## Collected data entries
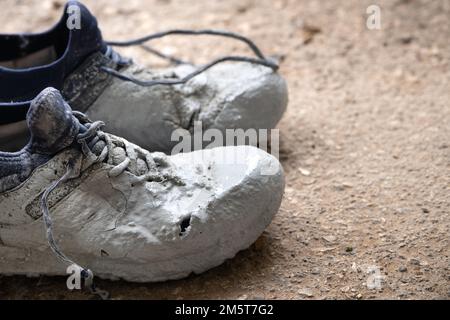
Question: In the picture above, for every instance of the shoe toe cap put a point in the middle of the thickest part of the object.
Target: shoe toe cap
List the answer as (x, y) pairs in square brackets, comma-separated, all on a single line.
[(248, 96)]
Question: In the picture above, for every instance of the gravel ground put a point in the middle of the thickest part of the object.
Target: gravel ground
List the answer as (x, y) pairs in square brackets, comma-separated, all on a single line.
[(365, 145)]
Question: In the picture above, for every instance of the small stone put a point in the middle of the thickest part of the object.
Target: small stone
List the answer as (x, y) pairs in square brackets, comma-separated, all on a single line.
[(414, 261), (304, 172), (315, 271), (330, 238)]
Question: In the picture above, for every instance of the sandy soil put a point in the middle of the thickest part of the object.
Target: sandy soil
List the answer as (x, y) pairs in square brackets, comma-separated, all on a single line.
[(365, 145)]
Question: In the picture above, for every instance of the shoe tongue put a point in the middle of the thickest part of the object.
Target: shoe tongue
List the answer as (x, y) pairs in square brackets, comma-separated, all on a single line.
[(51, 123)]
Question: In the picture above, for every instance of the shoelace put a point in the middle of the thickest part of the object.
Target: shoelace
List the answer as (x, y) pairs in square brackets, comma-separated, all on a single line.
[(260, 58), (88, 141)]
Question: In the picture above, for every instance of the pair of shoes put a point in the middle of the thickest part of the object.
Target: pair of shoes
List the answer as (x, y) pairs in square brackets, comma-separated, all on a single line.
[(99, 202)]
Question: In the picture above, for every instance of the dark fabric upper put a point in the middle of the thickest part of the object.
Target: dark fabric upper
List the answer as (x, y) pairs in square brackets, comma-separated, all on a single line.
[(19, 86)]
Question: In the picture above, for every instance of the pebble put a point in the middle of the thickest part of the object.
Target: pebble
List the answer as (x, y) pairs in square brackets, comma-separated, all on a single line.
[(402, 269), (306, 292)]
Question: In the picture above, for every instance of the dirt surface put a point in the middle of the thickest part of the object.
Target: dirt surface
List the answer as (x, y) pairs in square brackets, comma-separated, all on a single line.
[(365, 145)]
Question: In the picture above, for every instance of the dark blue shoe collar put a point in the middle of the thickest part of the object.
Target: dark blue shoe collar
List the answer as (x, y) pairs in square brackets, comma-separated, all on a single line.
[(19, 86)]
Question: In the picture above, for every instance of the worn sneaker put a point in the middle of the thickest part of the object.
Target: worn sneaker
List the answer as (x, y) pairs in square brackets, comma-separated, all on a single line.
[(97, 201), (143, 105)]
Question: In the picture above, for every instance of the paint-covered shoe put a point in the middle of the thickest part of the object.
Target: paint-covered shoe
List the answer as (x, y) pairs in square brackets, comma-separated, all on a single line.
[(143, 105), (98, 201)]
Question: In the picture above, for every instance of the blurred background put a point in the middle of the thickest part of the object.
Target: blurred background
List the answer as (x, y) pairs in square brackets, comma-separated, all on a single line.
[(365, 143)]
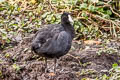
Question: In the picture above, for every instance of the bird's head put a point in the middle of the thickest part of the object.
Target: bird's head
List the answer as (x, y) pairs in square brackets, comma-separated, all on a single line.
[(66, 18)]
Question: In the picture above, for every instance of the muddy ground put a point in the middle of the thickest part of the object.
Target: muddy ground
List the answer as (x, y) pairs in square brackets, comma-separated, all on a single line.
[(82, 61)]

## Given task
Copy out every row above word for word. Leave the pictures out.

## Correct result
Question: In the picture above, for every instance of the shoe toe cap put a point in the middle of the thickest part of the object.
Target: shoe toe cap
List the answer as (x, y) pairs in square brackets, comma-separated, all on a single line.
[(248, 96)]
Question: In the picture above, for every instance of the gravel ground put a point in the middle of the thickest part of the object.
Target: gravel ground
List the answer as (x, y) pairs in square brackets, comma-separated, all on a single line.
[(365, 145)]
Question: In the picture above, for every instance of the small stone put a point in the middle of the thickest part of the object.
Target: small stone
List the answer as (x, y) pairs in square brackets, comma-separated, all on a single line.
[(414, 261), (304, 172), (315, 271), (330, 238)]
Question: In the picture above, for every instance of the sandy soil put a point in the middle of the thickest part of the object.
Target: sandy soil
List the answer as (x, y) pairs in square brackets, comma-separated, all on a single line.
[(365, 145)]
Question: In the picture above, for every instance of the shoe tongue put a point in the middle of the thickest part of the object.
Target: shoe tongue
List the answer as (x, y) pairs in square brackets, comma-separated, all on a single line.
[(51, 123)]
Question: In the picture above, for every instance of the shoelace put a point in the middle of the thickest part of the object.
Target: shoelace
List the answer as (x, y) pairs in square brackets, comma-separated, all on a single line.
[(260, 58), (88, 141)]
Question: In the picture above, for every instance of the pair of shoes put a point in the middle of the thickest part of the object.
Target: pair of shoes
List the answer as (x, y) pairs in square brackets, comma-separated, all on a single line.
[(99, 202)]
Question: In the picture above, for every instance of the dark fabric upper put a point in the middle of the thickest part of the object.
Target: dark fabric upper
List the answer as (x, y) pairs in square brackets, comma-separated, all on a single line.
[(19, 86)]
Question: In the picture above, for every instance of the pebble put a point in the middle of the thickest part of the object.
Target: pebble
List the answer as (x, y) pairs in square brackets, comma-separated, all on a single line.
[(402, 269), (306, 292)]
Question: In the picture above, for every instance of the dirt surface put a point in the middle of the thickest part of the object.
Target: dirt surface
List the answer as (x, y) pairs in square brackets, comma-separated, all on a single line.
[(365, 145)]
Question: In the picture above, for every instance of the dark blue shoe collar put a point in the middle of the thickest part of the object.
Target: dark blue shoe collar
List the answer as (x, y) pairs in square brackets, comma-separated, all on a single line.
[(19, 86)]
Question: In the picture above, for every instance of the worn sneaker put a point in the middle of the thickest part of the object.
Target: worn sneaker
List the answer as (x, y) pairs in square brackets, comma-separated, all on a single line.
[(97, 201), (143, 105)]
Question: In the picture above, for every instance of the paint-covered shoe put a point in the middle of the thickest part of the object.
Target: paint-covered shoe
List the answer as (x, y) pairs in square brackets, comma-separated, all on a single line.
[(143, 105), (98, 201)]
Question: In the picture above, for every instance of the blurred background put a point in the middle of the thickest part of the object.
Target: blurred background
List the answer as (x, y) pairs in square brackets, comma-separated, all on a single line.
[(365, 143)]
Question: In the picture above, for every instance of the bird's head put a point in the middle of the thickest part of the object.
Target: bird's head
List the answer as (x, y) pairs in square brackets, comma-separated, all on a single line.
[(66, 18)]
Question: In the picture above, for every instance of the muddy ground put a point in the middle of the thickest part of the object.
Target: muddy ground
List the answer as (x, y) pairs in square brackets, comma-separated, all on a single line.
[(82, 61)]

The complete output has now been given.